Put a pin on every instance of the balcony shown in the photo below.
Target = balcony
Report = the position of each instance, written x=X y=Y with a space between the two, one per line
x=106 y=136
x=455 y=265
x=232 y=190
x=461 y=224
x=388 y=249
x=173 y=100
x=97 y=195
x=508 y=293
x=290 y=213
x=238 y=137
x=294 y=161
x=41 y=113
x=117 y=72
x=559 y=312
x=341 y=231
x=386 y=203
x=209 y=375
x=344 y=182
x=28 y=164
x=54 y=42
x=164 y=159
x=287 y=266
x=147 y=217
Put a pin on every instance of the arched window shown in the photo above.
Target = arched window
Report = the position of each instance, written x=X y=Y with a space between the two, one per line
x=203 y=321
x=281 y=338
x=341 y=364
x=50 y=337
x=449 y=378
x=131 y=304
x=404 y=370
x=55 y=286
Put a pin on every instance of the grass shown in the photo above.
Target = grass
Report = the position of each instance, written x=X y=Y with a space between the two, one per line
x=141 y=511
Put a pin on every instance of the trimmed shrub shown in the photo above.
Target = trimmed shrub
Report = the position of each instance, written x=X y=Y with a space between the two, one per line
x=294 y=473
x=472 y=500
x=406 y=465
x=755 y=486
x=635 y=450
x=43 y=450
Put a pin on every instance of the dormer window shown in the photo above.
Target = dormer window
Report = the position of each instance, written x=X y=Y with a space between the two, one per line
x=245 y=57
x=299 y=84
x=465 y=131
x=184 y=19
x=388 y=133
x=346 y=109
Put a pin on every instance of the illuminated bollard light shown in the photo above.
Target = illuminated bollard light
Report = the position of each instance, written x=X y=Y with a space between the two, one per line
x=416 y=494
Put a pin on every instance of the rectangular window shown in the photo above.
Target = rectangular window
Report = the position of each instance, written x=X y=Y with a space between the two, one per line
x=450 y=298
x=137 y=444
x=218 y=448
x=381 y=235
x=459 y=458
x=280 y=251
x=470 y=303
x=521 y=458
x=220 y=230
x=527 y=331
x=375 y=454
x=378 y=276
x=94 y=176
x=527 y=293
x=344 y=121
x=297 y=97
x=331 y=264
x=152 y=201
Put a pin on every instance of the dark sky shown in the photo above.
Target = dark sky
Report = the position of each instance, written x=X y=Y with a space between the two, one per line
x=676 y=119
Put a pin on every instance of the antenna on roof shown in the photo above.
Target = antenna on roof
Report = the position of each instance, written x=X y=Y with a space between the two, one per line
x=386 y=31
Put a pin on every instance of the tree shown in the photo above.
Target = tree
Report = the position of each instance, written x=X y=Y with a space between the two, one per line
* * * * *
# GIVEN PROBLEM
Copy all of the data above line for line, without changing anything.

# RESULT
Put a pin on every instance of the balcony shown in the photo below.
Target = balcony
Report = the position of each instance, written x=X y=Y with a space between the two, one per line
x=106 y=136
x=455 y=265
x=232 y=190
x=461 y=224
x=388 y=249
x=173 y=100
x=97 y=195
x=508 y=293
x=290 y=213
x=238 y=137
x=294 y=161
x=41 y=113
x=117 y=72
x=559 y=312
x=341 y=231
x=386 y=203
x=209 y=375
x=344 y=182
x=28 y=164
x=54 y=42
x=164 y=159
x=287 y=266
x=147 y=217
Put a pin on every instance of the arched window shown in the photo above.
Target = arched window
Report = the position of each instance, written x=X y=Y with a space between the two, one per line
x=203 y=321
x=281 y=338
x=341 y=364
x=50 y=337
x=449 y=378
x=131 y=304
x=404 y=370
x=55 y=286
Put a pin on every instance of the grass shown in the photo above.
Target = grass
Report = the position of each instance, written x=X y=Y with a space between the two, one per line
x=141 y=511
Put a pin on every instance of the trimmed shrub shown in the photo above.
Target = trimmed shrub
Report = the position of each instance, written x=X y=Y with a space between the two, one per line
x=294 y=473
x=472 y=500
x=406 y=465
x=755 y=486
x=635 y=450
x=43 y=450
Put a pin on every instance of the dormer window shown in the photo above.
Target = dormer window
Report = the position of each instance, written x=X y=Y with a space between the two, one per line
x=245 y=57
x=299 y=84
x=465 y=131
x=184 y=19
x=388 y=133
x=346 y=109
Put a pin on every instance of the illuminated bollard light shown in the photo above.
Target = illuminated bollard light
Report = the position of each instance, written x=X y=Y with a space between the two, one per line
x=416 y=494
Put a pin on every instance of the rectangular window shown in the photo above.
Target = rectangular window
Report = the position of each instance, written x=X y=Y with a space between the two, one per line
x=450 y=298
x=137 y=444
x=218 y=448
x=381 y=235
x=459 y=458
x=280 y=251
x=470 y=303
x=521 y=458
x=220 y=230
x=527 y=331
x=375 y=454
x=378 y=276
x=94 y=176
x=527 y=293
x=344 y=121
x=297 y=97
x=331 y=264
x=152 y=201
Put a pin on every instance of the dark sky shown in the photo above.
Target = dark sky
Report = the position of each instance, written x=X y=Y with a space between the two, one per line
x=676 y=119
Put a pin on every instance of the antenna on roof shown in the photo above.
Target = antenna on roof
Report = the position of each instance, written x=X y=Y with a space between the two, one per line
x=386 y=31
Put a pin on every instance of the tree shown in the photo above.
Target = tree
Report = the position of each instance, written x=X y=Y with a space between the two, one per line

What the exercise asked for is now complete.